### Data shown ###

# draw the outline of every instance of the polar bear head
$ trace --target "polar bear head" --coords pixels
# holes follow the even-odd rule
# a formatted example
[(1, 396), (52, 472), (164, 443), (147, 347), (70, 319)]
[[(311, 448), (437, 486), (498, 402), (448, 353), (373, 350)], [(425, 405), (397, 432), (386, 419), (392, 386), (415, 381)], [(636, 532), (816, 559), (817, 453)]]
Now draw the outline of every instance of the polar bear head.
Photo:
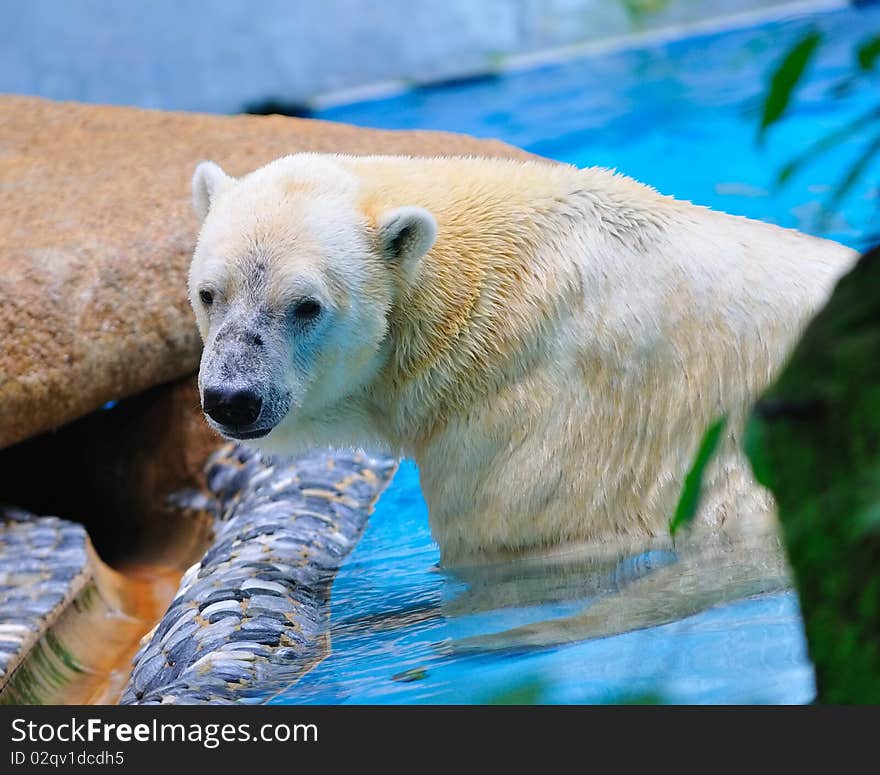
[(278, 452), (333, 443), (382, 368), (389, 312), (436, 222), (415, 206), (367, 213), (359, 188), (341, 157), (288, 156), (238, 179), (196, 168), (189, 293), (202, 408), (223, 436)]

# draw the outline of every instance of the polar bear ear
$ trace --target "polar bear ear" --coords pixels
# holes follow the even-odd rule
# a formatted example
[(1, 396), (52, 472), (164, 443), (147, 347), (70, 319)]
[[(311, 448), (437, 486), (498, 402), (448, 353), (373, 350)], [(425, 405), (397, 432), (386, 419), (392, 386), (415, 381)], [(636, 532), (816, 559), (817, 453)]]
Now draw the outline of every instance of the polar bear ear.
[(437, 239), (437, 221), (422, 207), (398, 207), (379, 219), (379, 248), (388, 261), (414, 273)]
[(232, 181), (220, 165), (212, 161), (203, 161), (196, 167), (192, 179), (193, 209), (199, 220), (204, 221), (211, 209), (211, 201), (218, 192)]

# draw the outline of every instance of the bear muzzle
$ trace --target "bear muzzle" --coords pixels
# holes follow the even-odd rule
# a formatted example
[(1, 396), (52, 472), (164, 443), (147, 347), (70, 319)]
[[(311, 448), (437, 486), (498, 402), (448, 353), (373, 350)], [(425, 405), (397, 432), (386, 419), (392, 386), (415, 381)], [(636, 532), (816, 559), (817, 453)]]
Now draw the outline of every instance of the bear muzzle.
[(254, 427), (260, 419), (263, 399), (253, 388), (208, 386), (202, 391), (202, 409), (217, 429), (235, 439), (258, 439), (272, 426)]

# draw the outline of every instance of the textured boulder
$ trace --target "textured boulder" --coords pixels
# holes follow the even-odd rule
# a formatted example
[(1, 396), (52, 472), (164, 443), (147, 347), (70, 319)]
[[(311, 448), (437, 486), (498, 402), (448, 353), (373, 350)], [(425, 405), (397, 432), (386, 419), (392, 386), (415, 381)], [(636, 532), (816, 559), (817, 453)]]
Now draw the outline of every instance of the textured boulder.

###

> **Work request**
Output every record above exactly, leaving out the pictures.

> **Result of the exercise**
# draw the outline of every instance of the polar bear head
$ trace --target "polar bear head" --coords pixels
# holes follow the even-odd rule
# a formatted example
[(1, 396), (52, 472), (164, 443), (147, 347), (70, 319)]
[[(311, 448), (437, 486), (498, 402), (448, 353), (373, 350)], [(425, 405), (397, 432), (386, 419), (392, 386), (415, 381)], [(636, 532), (816, 559), (817, 453)]]
Now draw the outline of every instance of the polar bear head.
Photo:
[(278, 452), (333, 443), (382, 368), (389, 312), (436, 222), (415, 206), (367, 213), (359, 188), (341, 157), (288, 156), (238, 179), (196, 168), (189, 293), (202, 408), (223, 436)]

# draw the outline of every instance of the polar bear ear
$ trace --target "polar bear ear" --coords pixels
# holes follow the even-odd rule
# a formatted example
[(1, 396), (52, 472), (164, 443), (147, 347), (70, 319)]
[[(311, 448), (437, 486), (498, 402), (448, 353), (373, 350)], [(425, 405), (397, 432), (386, 419), (392, 386), (415, 381)], [(636, 532), (816, 559), (817, 453)]]
Now draw the outline of every instance of the polar bear ear.
[(437, 239), (437, 221), (422, 207), (398, 207), (379, 219), (379, 248), (388, 261), (414, 273)]
[(232, 181), (220, 165), (212, 161), (203, 161), (196, 167), (192, 179), (193, 209), (199, 220), (204, 221), (211, 209), (211, 201), (218, 192)]

# draw the outline of every instance of the bear muzzle
$ trace --target "bear muzzle" --coords pixels
# holes follow the even-odd rule
# a formatted example
[(1, 396), (52, 472), (164, 443), (147, 347), (70, 319)]
[[(311, 448), (437, 486), (498, 402), (448, 353), (373, 350)], [(425, 405), (397, 432), (386, 419), (392, 386), (415, 381)], [(636, 532), (816, 559), (817, 453)]]
Now draw the outline of every instance of the bear muzzle.
[(254, 427), (260, 419), (263, 399), (253, 388), (208, 386), (202, 391), (202, 409), (217, 429), (235, 439), (258, 439), (272, 426)]

# draw the outline of every instance of the textured boulder
$ trace --target "textured boulder" --coords pixels
# holes follow the even-odd rule
# a formatted example
[(1, 396), (52, 472), (164, 443), (147, 347), (70, 319)]
[[(311, 448), (437, 486), (498, 402), (448, 353), (373, 350)], [(425, 405), (397, 432), (386, 419), (392, 386), (415, 381)], [(636, 532), (816, 559), (817, 453)]]
Now draw the outline of every instance of the textured boulder.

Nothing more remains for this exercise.